## PROBLEM TO WORK ON
Copy each line of the data below exactly, leaving out pictures.

[Photo-based referring expression data]
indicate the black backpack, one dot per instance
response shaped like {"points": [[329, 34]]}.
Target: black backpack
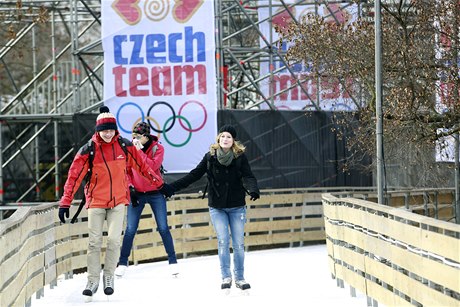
{"points": [[90, 148]]}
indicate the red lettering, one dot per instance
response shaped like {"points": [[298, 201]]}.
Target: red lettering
{"points": [[138, 76], [159, 81], [118, 73], [161, 75]]}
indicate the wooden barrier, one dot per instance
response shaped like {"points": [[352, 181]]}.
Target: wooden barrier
{"points": [[394, 256], [36, 248]]}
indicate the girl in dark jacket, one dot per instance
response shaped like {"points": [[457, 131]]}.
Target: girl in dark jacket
{"points": [[229, 178]]}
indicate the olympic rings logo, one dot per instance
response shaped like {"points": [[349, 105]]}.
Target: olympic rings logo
{"points": [[169, 123]]}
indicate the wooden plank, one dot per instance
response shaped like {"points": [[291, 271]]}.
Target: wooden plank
{"points": [[385, 296], [430, 241], [431, 269], [274, 212]]}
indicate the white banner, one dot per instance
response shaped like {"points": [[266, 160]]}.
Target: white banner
{"points": [[159, 67], [327, 93]]}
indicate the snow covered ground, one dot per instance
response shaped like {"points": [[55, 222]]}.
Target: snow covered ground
{"points": [[296, 276]]}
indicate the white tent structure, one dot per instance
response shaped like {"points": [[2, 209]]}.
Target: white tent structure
{"points": [[292, 276]]}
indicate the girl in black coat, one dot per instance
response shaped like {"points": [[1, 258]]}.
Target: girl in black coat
{"points": [[229, 179]]}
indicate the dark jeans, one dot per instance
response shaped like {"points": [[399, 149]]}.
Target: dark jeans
{"points": [[158, 204]]}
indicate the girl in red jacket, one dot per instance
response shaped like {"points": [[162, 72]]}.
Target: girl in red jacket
{"points": [[106, 194]]}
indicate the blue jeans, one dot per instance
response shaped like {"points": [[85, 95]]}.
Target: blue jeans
{"points": [[158, 204], [221, 220]]}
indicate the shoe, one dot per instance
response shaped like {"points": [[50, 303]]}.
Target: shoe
{"points": [[174, 269], [108, 285], [91, 288], [120, 270], [242, 284], [226, 283]]}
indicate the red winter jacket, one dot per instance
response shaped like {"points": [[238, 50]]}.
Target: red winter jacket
{"points": [[154, 160], [108, 185]]}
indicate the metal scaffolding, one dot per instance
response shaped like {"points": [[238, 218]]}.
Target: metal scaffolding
{"points": [[36, 139]]}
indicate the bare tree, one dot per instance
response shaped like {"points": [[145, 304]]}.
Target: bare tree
{"points": [[420, 76]]}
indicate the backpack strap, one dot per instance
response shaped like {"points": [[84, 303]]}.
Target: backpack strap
{"points": [[122, 143], [90, 146]]}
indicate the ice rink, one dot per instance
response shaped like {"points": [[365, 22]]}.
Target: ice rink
{"points": [[296, 276]]}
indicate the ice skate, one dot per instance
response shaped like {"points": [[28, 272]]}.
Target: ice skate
{"points": [[120, 270], [174, 270], [108, 285], [91, 288], [226, 285], [242, 284]]}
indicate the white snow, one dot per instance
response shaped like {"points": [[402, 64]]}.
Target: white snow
{"points": [[297, 276]]}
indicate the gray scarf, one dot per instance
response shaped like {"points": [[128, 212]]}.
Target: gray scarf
{"points": [[224, 158]]}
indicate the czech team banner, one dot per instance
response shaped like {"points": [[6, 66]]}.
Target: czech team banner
{"points": [[159, 67], [328, 94]]}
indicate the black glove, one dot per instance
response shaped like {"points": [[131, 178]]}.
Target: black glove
{"points": [[133, 194], [167, 190], [62, 212], [254, 195]]}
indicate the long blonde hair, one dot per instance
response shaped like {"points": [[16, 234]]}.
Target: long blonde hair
{"points": [[237, 147]]}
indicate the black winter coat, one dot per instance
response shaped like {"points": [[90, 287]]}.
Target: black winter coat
{"points": [[227, 185]]}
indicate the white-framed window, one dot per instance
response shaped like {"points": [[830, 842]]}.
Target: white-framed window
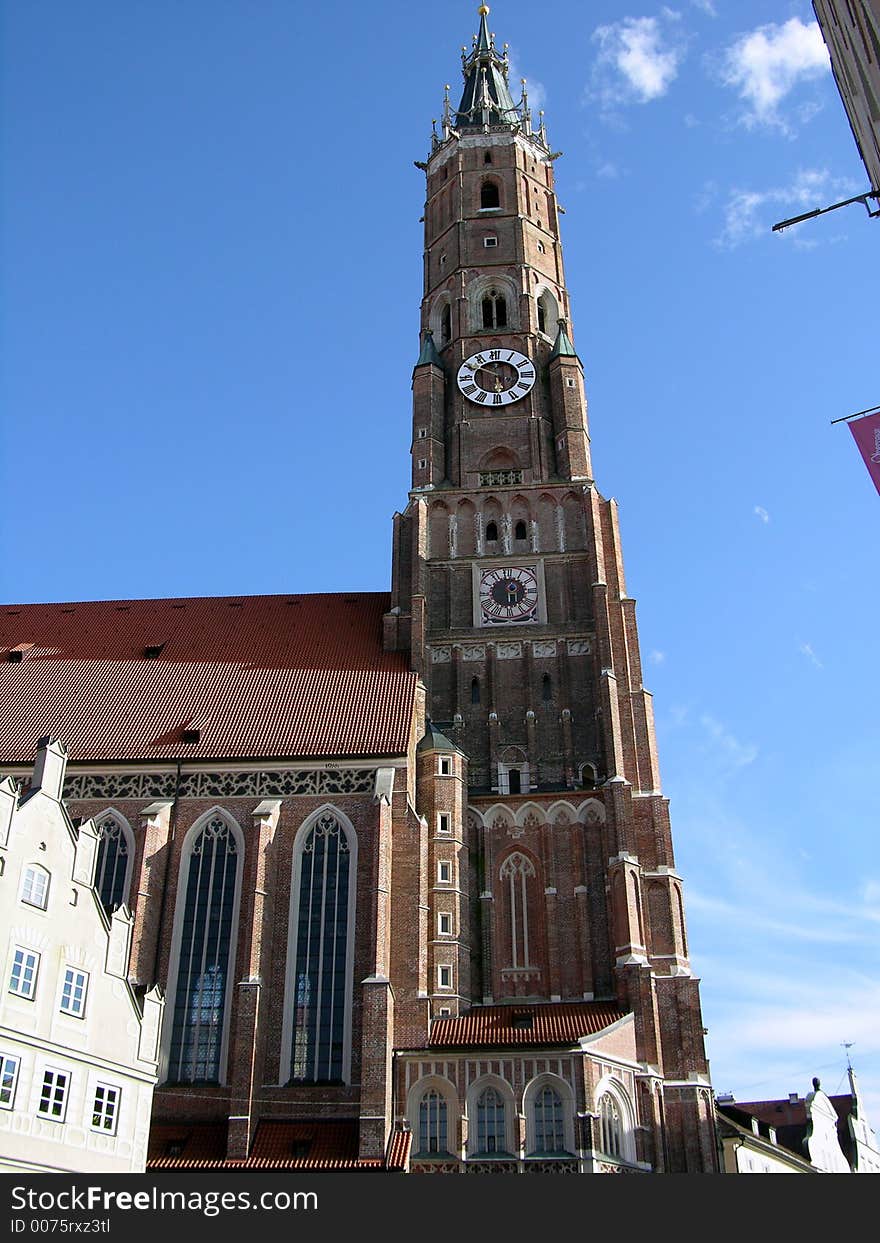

## FINISHED TASK
indicate the black backpack, one dot per instance
response shaped like {"points": [[329, 34]]}.
Target: black backpack
{"points": [[90, 148]]}
indicate the red lettering, one dot per instance
response shaped like {"points": [[298, 201]]}.
Target: red lettering
{"points": [[138, 76], [159, 81], [118, 73], [161, 75]]}
indicate the wooden barrier, one dot per instance
response shaped like {"points": [[352, 181]]}.
Target: wooden barrier
{"points": [[394, 256], [36, 248]]}
indicate the girl in dark jacket, one dot per instance
response shaped like {"points": [[457, 131]]}.
Target: girl in dark jacket
{"points": [[229, 178]]}
indicate the olympic rings logo, one dot per instance
response shaped like {"points": [[349, 105]]}.
Target: olympic rings logo
{"points": [[169, 123]]}
indicate the wooden plank, one dot per instance
response shaped like {"points": [[291, 271]]}.
Target: wooden plank
{"points": [[385, 296], [430, 241], [431, 269], [274, 212]]}
indicate the white banner, one dot per instance
response shaped like {"points": [[266, 160]]}.
Target: white banner
{"points": [[159, 67], [327, 93]]}
indicate the snow covered ground, one dot per instance
response shaped like {"points": [[55, 222]]}.
Target: snow covered ground
{"points": [[296, 276]]}
indicate the white tent structure, one dot per instance
response shaped like {"points": [[2, 209]]}.
Target: white tent structure
{"points": [[292, 276]]}
indicate the girl in black coat, one dot per instance
response shaped like {"points": [[1, 258]]}.
Target: girl in black coat
{"points": [[229, 179]]}
indicate the dark jeans, one dot per instance
response shaped like {"points": [[399, 149]]}.
Target: dark jeans
{"points": [[158, 204]]}
indicate the girl in red jacket, one dot per instance
response shaped like {"points": [[162, 72]]}.
Target: girl in red jacket
{"points": [[106, 194]]}
indicate the blue jeans, one dot per instance
response shaped like {"points": [[85, 95]]}.
Target: blue jeans
{"points": [[158, 204], [221, 220]]}
indicate the shoe, one dot per instance
response shaped like {"points": [[50, 303]]}.
Target: shoe
{"points": [[174, 269], [108, 285], [91, 288], [120, 270], [242, 284], [226, 283]]}
indicate the red winter jacket, one dot per instance
response shaped like {"points": [[238, 50]]}.
Target: red winter jacket
{"points": [[154, 160], [108, 185]]}
indicate the metal scaffolding, one dot per instance
response shaped like {"points": [[238, 218]]}.
Target: metal scaffolding
{"points": [[36, 139]]}
indicate the bare tree, one dot per instance
response shaped like {"points": [[145, 304]]}.
Target: bare tree
{"points": [[420, 76]]}
indicate the backpack strap, one dot per instance
response shaped like {"points": [[84, 303]]}.
Target: backpack strap
{"points": [[122, 143], [90, 146]]}
indicate the ice rink, one dot per instance
response shaped like {"points": [[365, 22]]}.
Target: ice rink
{"points": [[296, 276]]}
indicate the ice skate, one dot per instance
response shaped like {"points": [[28, 272]]}.
Target: ice skate
{"points": [[120, 270], [174, 270], [108, 285], [91, 288], [226, 285], [242, 284]]}
indicate the white snow, one dot per instance
response shaped like {"points": [[402, 64]]}.
Target: white snow
{"points": [[297, 276]]}
indicate the gray scarf, one dot per instance
response shaped like {"points": [[128, 212]]}.
Target: gray scarf
{"points": [[224, 158]]}
indicate the czech team banner, one dot per instance
response shaped like {"points": [[6, 66]]}.
Target: czech team banner
{"points": [[159, 67], [328, 94]]}
indicate the black glove, one dot per instance
response shaped like {"points": [[131, 178]]}.
Target: black glove
{"points": [[133, 194], [167, 190], [62, 212], [254, 195]]}
indicate the long blonde hair, one dot per instance
response shaped like {"points": [[16, 234]]}.
Target: long blonde hair
{"points": [[237, 147]]}
indicate the black winter coat, one dot per instance
response shaped like {"points": [[90, 287]]}.
Target: black winter coat
{"points": [[227, 185]]}
indicate the white-framed window, one dot per instance
response shaped like {"points": [[830, 842]]}.
Target: white-framed window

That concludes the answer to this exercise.